### Objective:
Count how many lines in the rows below contain the string "pale", with case significant. Reply with the number only.

### Material provided:
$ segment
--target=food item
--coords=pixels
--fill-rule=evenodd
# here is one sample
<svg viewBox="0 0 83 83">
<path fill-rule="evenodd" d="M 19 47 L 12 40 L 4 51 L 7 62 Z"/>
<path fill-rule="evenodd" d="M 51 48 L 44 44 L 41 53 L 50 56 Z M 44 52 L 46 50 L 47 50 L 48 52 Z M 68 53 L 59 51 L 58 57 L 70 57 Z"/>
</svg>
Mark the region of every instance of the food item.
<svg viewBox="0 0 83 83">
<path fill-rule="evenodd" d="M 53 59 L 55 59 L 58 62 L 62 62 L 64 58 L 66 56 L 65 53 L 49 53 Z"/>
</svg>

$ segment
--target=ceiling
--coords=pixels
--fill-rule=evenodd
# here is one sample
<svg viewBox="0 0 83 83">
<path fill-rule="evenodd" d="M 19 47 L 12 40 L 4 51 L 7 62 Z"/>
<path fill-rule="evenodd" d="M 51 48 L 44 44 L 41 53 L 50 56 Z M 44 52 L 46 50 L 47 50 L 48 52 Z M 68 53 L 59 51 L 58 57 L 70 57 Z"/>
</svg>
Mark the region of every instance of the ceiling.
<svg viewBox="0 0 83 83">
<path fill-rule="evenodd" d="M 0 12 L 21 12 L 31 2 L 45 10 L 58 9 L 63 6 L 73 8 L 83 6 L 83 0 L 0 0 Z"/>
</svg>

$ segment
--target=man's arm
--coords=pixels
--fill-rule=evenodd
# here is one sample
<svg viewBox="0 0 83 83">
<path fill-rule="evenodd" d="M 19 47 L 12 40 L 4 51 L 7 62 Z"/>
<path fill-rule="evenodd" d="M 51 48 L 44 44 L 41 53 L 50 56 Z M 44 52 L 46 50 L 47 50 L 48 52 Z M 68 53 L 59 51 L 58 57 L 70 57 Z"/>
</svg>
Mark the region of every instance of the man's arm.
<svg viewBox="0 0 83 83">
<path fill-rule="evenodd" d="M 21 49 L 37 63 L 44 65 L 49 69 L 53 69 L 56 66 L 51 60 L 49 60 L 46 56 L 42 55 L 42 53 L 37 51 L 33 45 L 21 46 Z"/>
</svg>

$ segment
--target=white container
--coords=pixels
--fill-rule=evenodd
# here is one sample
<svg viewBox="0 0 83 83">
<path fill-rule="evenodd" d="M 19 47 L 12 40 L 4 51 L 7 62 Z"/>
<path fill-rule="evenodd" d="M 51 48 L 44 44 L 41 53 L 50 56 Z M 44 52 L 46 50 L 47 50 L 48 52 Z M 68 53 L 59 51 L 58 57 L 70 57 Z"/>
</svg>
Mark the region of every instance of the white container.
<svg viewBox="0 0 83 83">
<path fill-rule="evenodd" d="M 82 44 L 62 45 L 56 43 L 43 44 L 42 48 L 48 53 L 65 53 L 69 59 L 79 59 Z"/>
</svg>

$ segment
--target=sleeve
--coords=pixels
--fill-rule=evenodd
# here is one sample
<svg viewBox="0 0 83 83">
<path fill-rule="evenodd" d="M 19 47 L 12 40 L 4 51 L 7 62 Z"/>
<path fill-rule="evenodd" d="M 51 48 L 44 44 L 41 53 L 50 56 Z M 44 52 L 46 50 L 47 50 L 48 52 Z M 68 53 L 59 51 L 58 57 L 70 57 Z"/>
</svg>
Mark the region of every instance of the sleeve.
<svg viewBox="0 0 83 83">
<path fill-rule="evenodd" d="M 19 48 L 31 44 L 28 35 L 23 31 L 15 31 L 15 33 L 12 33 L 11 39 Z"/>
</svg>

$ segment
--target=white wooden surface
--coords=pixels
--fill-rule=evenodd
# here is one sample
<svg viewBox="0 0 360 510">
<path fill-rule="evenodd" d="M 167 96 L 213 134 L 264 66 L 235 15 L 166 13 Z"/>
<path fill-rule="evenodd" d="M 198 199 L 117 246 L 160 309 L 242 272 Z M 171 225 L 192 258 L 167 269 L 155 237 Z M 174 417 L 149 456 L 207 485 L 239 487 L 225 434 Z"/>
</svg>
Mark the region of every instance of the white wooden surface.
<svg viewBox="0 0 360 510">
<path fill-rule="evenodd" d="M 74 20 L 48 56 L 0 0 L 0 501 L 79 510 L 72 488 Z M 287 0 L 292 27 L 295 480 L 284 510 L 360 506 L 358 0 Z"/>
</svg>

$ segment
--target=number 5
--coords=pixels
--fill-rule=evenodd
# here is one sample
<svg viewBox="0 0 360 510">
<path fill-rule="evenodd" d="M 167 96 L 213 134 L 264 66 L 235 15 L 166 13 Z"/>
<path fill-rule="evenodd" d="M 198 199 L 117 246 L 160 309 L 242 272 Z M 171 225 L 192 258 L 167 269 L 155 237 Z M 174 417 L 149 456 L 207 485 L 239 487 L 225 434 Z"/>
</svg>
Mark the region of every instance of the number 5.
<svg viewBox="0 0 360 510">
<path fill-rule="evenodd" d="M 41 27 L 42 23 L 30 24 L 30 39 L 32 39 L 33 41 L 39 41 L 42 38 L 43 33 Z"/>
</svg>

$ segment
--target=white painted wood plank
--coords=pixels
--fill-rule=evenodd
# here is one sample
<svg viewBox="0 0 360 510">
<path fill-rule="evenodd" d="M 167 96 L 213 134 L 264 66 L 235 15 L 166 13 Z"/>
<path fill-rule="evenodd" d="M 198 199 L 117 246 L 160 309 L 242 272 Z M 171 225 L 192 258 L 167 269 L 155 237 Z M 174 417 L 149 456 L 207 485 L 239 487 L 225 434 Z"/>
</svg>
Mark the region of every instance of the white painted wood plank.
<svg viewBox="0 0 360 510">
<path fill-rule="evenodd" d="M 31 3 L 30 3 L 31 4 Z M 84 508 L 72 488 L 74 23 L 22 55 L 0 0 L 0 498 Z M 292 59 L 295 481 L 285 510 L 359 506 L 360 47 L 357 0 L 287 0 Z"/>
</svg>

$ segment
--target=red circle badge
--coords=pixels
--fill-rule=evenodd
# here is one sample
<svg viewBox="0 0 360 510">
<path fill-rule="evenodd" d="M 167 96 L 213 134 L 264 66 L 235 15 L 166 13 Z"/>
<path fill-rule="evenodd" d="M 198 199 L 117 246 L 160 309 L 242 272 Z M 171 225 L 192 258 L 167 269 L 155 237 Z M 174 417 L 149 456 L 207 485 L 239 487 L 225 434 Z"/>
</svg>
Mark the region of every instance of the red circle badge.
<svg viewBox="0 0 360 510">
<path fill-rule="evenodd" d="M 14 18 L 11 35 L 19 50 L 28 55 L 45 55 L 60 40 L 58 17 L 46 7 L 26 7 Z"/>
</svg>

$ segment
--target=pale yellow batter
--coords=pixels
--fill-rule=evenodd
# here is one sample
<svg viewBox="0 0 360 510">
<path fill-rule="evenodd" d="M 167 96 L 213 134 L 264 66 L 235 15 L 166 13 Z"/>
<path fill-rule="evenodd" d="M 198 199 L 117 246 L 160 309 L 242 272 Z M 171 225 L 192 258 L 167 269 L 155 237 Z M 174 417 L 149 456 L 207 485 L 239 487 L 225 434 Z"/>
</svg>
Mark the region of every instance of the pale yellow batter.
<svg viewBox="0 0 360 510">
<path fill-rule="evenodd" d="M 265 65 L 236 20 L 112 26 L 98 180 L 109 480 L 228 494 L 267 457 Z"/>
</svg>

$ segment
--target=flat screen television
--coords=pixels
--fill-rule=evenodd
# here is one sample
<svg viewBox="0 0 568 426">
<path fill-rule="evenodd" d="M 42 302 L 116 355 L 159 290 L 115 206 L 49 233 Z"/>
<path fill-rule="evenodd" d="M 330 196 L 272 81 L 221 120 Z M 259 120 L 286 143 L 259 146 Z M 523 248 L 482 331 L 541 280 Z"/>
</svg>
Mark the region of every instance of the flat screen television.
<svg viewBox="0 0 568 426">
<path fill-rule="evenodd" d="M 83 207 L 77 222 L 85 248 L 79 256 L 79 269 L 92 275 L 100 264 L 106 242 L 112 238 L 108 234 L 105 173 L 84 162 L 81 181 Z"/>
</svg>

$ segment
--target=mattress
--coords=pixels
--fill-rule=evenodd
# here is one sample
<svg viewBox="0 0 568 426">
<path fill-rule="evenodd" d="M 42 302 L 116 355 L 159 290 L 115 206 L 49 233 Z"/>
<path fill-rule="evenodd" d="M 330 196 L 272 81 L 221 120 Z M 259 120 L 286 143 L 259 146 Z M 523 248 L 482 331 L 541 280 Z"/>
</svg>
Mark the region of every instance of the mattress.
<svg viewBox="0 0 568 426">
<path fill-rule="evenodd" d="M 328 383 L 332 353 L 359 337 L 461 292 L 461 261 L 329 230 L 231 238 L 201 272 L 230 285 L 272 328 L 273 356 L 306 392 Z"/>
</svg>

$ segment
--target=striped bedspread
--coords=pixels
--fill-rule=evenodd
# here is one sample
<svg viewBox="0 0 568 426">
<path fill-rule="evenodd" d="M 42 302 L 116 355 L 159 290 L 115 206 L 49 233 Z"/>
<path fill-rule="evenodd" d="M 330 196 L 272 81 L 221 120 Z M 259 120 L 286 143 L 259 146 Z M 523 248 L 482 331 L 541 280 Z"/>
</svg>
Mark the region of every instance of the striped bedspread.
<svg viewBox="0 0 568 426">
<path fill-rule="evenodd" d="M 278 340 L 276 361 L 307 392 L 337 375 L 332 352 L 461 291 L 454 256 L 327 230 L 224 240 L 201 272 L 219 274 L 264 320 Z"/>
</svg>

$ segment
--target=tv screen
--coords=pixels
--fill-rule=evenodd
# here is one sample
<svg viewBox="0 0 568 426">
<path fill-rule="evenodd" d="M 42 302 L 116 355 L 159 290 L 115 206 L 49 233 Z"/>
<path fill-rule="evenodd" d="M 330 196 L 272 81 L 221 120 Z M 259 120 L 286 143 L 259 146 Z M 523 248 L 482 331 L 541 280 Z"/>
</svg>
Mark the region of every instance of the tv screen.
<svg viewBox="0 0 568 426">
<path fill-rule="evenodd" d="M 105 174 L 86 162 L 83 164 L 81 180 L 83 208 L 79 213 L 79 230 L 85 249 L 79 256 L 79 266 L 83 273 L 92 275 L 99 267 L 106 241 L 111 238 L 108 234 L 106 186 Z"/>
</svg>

### Exercise solution:
2